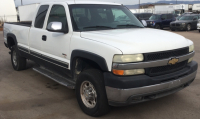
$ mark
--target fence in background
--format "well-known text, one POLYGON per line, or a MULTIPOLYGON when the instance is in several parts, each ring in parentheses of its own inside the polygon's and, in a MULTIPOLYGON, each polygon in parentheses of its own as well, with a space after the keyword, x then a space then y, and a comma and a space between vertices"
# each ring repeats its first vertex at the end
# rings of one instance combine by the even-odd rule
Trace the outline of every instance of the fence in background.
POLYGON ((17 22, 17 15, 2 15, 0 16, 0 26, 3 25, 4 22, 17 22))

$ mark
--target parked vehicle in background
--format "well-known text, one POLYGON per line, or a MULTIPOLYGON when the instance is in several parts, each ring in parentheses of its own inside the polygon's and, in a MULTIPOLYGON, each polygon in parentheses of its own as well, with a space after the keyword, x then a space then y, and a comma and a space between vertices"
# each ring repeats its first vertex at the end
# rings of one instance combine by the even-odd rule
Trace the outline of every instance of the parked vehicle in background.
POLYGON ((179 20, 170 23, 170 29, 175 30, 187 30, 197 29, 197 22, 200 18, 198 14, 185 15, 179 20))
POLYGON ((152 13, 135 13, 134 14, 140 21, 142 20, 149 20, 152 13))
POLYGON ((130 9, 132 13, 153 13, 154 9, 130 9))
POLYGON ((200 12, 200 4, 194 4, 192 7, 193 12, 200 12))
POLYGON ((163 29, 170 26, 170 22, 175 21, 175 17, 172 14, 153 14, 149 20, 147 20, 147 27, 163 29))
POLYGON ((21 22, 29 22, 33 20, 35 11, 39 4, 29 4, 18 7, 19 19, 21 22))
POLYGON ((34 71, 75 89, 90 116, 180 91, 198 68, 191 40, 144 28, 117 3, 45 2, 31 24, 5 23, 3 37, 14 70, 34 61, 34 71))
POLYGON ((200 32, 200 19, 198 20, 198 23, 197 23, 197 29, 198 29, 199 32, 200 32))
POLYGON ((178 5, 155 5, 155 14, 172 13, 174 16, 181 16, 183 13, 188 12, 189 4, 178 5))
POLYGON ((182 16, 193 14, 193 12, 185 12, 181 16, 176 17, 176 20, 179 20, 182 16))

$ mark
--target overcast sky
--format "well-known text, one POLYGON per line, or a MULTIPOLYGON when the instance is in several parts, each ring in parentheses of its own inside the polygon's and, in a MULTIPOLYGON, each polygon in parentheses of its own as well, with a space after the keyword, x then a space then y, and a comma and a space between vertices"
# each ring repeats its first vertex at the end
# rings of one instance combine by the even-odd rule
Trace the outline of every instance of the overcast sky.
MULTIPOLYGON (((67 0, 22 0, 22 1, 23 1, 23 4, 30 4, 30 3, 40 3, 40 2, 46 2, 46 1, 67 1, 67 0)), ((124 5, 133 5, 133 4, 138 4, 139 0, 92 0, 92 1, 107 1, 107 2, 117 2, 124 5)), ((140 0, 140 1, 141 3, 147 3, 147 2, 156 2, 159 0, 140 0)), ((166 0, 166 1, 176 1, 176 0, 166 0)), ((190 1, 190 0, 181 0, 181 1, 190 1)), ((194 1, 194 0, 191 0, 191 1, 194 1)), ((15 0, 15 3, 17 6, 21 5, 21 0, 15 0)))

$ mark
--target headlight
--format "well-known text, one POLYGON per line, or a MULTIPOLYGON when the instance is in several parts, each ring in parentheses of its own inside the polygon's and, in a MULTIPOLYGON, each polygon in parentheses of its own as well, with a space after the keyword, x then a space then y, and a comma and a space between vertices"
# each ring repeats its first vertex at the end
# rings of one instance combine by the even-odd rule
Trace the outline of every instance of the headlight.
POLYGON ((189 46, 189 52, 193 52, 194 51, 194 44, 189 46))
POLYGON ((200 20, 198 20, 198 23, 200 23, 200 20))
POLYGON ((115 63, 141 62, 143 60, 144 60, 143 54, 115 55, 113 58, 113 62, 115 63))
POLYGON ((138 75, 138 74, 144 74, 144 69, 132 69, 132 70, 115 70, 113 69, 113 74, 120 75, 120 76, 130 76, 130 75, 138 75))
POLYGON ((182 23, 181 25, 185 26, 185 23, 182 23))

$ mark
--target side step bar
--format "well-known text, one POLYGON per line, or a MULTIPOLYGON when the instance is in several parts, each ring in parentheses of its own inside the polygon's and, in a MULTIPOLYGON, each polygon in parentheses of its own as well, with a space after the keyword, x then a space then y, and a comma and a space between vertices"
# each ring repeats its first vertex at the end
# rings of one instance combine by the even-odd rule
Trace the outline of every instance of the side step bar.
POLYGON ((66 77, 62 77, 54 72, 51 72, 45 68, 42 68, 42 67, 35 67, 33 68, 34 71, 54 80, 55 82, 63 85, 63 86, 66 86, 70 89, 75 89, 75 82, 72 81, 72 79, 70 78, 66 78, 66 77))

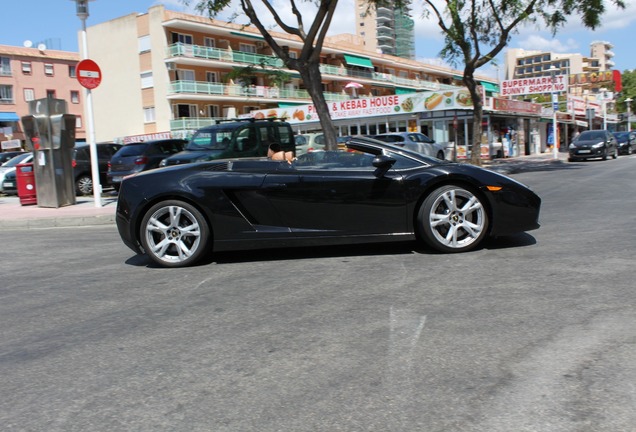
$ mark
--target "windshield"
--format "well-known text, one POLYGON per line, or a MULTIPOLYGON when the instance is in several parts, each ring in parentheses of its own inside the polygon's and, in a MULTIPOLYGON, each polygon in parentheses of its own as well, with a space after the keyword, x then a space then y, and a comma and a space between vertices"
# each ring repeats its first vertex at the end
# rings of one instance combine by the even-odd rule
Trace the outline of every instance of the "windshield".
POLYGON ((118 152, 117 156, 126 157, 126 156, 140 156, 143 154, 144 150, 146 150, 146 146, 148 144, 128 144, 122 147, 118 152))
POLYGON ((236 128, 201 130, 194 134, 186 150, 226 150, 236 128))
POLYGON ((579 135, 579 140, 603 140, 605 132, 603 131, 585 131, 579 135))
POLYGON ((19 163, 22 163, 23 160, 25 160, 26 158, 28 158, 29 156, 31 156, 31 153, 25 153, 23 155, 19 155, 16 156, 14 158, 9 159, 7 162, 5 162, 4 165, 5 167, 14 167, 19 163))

** Your instructions **
Set down exactly the lines of the data above, beginning with the line that has "Trace the outline of every instance of the headlight." and ending with the line that has "--target side step bar", and no others.

** Expected answer **
Trace the outline of every instance of the headlight.
POLYGON ((189 46, 189 52, 193 52, 194 51, 194 44, 189 46))
POLYGON ((200 20, 198 20, 198 23, 200 23, 200 20))
POLYGON ((115 63, 141 62, 143 60, 144 60, 143 54, 115 55, 113 58, 113 62, 115 63))
POLYGON ((138 75, 138 74, 144 74, 144 69, 132 69, 132 70, 115 70, 113 69, 113 74, 120 75, 120 76, 130 76, 130 75, 138 75))
POLYGON ((182 23, 181 25, 185 26, 185 23, 182 23))

$ mark
--target side step bar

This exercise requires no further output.